Document extract -
------------------------------------------------------------
Michael Halleron, of Madden & Finucane, who represents Mr Burns said:
“Having regard to the specific Prison Rules, it is clear that the Minister must consider, by reference to the authorised structure activities undertaken, the prisoner’s: (i) reduced likelihood of re-offending and (ii) increased ability to better integrate with the community.
“The Minister failed to consider this two staged process in his decision to refuse our client enhanced remission.
“The Minister’s decision in this particular case has simply stated a criterion provided for in legislation. There is no proper and adequate reasons given to refuse the enhanced remission. This could only be described as a “box ticking” administrative function, as opposed to an executive decision.
“One must appreciate that prisoners seeking to have their sentence reduced by one third, is a matter of very substantial significance not only for the prisoner but for society as a whole. It must be done correctly and in accordance with law”
------------------------------------------------------------
Data listing -

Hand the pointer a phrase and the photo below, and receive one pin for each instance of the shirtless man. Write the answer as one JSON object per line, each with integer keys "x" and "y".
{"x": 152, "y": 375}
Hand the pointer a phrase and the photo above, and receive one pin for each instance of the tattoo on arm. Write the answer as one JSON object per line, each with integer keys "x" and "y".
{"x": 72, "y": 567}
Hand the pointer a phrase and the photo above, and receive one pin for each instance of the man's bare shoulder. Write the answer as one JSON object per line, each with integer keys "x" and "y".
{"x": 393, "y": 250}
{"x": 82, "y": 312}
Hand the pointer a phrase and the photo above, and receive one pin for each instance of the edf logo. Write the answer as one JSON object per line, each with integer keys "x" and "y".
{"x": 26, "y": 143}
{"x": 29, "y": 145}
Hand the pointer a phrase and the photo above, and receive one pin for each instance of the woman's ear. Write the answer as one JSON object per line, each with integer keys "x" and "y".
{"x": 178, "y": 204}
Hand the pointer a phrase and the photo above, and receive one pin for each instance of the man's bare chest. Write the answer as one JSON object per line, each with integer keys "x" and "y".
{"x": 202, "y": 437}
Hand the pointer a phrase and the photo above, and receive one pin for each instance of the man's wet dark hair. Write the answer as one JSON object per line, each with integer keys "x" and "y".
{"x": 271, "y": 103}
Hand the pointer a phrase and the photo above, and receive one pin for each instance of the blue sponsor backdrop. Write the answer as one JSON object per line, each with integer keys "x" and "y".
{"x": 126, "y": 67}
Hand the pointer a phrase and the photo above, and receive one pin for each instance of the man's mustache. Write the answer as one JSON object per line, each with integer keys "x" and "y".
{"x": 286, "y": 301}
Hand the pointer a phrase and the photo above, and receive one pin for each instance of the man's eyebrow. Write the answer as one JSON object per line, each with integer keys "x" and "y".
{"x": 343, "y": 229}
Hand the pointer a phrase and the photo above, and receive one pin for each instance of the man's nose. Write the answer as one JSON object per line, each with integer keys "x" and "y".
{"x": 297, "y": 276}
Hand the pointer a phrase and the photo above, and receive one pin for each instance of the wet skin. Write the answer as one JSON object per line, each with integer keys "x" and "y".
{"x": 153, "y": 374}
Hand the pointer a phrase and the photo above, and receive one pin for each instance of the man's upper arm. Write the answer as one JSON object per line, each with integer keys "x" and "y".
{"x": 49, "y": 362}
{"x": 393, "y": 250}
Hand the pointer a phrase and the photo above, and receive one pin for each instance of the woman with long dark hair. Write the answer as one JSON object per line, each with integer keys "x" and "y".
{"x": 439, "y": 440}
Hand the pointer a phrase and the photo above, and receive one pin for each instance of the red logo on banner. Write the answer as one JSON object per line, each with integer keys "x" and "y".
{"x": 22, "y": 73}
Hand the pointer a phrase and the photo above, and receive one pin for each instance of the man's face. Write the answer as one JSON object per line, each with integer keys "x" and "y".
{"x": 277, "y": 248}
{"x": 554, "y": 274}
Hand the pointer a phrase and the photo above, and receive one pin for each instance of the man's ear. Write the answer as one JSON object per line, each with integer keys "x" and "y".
------------------------------------------------------------
Task requirements -
A - List every name of a person or law firm that appears in the statement on enhanced remission.
B - According to the statement on enhanced remission, by what fraction are prisoners seeking to have their sentence reduced?
C - Echo everything in the statement on enhanced remission from "Michael Halleron, of" down to "with the community.".

Numbered responses -
A -
Michael Halleron
Madden & Finucane
Mr Burns

B - By one third.

C -
Michael Halleron, of Madden & Finucane, who represents Mr Burns said:
“Having regard to the specific Prison Rules, it is clear that the Minister must consider, by reference to the authorised structure activities undertaken, the prisoner’s: (i) reduced likelihood of re-offending and (ii) increased ability to better integrate with the community.